Segment Start: Information given
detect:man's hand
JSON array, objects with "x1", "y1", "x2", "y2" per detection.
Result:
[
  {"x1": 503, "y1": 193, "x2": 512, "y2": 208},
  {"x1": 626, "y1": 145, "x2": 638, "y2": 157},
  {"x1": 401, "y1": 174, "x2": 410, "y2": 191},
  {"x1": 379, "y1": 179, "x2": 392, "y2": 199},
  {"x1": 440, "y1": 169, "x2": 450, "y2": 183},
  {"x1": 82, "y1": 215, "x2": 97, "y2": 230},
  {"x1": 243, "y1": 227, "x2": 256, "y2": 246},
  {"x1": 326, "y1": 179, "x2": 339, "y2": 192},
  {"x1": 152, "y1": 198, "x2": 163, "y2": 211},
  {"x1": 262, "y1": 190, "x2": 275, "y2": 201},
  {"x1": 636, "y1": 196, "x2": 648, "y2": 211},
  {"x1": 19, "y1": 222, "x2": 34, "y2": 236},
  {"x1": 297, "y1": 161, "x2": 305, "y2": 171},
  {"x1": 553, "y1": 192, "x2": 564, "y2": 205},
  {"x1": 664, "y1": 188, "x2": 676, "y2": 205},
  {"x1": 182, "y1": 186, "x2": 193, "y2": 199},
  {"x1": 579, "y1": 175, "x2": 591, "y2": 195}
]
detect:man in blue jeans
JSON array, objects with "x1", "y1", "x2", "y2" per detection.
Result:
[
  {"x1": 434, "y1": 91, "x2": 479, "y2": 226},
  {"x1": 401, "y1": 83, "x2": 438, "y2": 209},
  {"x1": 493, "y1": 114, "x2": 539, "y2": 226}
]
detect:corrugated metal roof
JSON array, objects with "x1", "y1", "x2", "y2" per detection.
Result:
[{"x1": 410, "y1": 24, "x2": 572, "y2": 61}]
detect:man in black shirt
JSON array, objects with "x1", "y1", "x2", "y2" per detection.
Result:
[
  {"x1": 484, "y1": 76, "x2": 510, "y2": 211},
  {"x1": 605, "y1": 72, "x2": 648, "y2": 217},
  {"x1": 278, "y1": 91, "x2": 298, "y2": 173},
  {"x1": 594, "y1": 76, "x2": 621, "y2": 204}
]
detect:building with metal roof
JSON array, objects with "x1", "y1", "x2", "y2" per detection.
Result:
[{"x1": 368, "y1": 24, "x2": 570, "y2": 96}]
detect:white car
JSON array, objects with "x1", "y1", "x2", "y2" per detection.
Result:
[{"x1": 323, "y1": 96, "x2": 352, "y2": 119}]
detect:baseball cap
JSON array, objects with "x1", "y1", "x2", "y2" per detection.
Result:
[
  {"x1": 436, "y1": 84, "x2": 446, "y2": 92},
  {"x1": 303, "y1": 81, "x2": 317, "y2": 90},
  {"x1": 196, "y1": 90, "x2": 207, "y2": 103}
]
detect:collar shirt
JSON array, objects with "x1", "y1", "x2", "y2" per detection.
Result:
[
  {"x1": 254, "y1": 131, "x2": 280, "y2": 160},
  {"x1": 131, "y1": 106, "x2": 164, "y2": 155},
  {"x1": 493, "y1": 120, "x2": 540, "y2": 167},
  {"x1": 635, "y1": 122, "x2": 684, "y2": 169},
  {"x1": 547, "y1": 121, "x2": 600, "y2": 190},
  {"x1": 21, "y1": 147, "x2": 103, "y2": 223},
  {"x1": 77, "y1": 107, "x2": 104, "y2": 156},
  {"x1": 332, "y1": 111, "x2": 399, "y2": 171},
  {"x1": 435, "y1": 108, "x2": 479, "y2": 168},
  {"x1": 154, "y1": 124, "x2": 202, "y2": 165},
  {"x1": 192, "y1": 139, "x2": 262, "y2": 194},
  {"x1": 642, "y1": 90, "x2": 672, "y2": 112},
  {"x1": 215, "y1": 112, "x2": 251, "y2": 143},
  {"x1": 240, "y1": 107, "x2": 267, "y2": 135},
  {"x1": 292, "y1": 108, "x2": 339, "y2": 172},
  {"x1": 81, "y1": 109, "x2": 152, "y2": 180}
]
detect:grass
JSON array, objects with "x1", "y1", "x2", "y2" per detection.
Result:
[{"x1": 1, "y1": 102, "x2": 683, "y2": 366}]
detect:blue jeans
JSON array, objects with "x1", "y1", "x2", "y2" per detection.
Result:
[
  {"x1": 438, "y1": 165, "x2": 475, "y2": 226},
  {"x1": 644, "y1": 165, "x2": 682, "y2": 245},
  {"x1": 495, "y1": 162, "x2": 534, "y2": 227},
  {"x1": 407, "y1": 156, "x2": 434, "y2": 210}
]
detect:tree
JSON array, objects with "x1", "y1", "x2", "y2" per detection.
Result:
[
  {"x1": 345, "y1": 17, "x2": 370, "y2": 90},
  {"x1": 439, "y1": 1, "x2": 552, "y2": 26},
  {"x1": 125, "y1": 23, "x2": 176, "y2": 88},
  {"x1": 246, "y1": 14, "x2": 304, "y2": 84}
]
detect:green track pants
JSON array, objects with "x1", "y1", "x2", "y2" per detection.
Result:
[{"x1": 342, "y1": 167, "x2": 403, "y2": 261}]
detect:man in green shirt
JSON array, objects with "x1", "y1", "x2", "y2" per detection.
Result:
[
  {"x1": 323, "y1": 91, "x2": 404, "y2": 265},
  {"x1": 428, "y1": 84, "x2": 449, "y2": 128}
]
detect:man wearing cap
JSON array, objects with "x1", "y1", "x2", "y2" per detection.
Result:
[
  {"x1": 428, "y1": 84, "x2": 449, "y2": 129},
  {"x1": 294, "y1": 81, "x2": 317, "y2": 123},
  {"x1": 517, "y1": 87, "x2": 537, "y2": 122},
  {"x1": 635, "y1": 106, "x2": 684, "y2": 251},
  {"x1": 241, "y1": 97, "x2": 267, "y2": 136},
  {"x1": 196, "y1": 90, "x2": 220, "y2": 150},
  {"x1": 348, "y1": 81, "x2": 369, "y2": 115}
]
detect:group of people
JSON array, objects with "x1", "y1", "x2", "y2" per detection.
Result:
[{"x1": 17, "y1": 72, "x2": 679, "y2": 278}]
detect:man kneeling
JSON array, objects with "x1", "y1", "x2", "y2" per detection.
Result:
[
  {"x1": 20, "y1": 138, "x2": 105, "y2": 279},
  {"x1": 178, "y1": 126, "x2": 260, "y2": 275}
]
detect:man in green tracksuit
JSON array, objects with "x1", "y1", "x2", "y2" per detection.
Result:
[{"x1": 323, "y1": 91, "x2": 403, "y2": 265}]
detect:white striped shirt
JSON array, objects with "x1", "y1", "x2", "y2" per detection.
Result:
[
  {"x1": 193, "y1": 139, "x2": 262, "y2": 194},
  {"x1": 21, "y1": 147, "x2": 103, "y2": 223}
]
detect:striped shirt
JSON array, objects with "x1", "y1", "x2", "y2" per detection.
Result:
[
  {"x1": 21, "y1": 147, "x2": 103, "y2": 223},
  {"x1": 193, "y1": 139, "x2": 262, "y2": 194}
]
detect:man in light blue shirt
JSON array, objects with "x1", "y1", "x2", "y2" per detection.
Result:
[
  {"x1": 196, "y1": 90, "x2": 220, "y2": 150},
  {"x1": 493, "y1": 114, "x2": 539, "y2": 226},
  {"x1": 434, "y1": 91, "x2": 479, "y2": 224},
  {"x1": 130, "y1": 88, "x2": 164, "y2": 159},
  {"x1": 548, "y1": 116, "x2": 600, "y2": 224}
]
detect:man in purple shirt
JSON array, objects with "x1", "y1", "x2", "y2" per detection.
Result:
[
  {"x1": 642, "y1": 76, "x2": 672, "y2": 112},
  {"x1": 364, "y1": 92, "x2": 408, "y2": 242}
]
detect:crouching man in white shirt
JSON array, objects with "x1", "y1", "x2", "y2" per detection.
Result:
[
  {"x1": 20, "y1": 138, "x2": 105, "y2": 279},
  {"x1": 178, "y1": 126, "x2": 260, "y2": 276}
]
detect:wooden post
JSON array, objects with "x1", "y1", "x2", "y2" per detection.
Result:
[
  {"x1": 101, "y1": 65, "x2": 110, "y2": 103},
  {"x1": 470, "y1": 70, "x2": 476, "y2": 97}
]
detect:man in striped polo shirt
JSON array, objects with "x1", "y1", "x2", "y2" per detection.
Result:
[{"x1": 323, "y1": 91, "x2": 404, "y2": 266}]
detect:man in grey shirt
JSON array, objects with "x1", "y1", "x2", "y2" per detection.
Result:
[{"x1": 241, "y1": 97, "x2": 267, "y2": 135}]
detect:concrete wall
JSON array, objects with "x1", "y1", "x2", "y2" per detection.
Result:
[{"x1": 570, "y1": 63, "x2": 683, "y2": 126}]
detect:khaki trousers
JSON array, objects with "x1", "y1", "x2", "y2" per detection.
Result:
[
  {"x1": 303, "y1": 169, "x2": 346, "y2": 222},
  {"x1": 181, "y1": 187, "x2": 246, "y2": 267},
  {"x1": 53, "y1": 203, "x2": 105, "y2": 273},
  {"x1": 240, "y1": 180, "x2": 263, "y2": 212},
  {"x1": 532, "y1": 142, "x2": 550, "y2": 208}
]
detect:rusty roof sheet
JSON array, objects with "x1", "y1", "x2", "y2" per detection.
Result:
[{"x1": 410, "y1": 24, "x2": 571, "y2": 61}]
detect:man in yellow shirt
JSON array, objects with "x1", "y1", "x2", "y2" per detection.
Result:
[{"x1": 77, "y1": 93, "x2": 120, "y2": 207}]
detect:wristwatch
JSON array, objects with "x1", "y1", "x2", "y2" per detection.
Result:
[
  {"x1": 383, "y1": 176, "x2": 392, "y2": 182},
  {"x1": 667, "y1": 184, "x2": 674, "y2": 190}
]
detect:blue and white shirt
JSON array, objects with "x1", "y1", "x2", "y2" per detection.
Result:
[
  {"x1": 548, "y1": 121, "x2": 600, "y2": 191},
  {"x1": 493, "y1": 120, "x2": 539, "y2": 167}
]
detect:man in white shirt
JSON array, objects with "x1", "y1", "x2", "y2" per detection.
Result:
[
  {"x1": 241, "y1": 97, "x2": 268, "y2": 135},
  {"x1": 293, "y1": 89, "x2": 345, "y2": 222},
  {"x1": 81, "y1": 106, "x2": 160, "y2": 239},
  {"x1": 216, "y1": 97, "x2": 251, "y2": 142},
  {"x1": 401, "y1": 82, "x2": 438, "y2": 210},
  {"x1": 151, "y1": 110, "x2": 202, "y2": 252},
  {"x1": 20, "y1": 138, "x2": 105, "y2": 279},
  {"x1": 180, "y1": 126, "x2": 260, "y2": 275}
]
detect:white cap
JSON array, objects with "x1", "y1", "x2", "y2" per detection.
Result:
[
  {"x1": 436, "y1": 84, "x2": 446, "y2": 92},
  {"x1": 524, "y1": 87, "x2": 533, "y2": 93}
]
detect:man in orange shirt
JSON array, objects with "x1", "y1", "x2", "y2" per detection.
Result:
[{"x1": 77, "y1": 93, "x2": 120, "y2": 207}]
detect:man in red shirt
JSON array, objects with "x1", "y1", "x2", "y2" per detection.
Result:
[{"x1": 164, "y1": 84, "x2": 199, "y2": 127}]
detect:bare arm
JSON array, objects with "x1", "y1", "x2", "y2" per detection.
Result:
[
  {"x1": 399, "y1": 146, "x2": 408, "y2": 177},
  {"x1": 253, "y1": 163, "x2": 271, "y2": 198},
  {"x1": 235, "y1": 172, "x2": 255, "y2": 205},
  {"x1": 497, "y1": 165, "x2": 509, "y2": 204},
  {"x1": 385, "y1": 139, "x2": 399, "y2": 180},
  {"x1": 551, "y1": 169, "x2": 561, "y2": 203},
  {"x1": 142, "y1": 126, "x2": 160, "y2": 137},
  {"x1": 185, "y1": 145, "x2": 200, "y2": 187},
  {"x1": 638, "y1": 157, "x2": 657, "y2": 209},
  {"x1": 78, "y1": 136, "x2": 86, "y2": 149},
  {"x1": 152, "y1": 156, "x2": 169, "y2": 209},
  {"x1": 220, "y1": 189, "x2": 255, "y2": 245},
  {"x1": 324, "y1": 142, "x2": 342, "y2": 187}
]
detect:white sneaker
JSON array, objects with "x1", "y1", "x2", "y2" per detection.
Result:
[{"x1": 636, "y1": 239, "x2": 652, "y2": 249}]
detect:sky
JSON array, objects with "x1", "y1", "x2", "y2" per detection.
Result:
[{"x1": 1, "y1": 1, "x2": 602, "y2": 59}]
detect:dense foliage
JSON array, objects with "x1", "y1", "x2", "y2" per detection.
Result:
Segment End: Information given
> **Task description**
Give the number of lines above that include "white". Write nothing else.

> **Your response**
7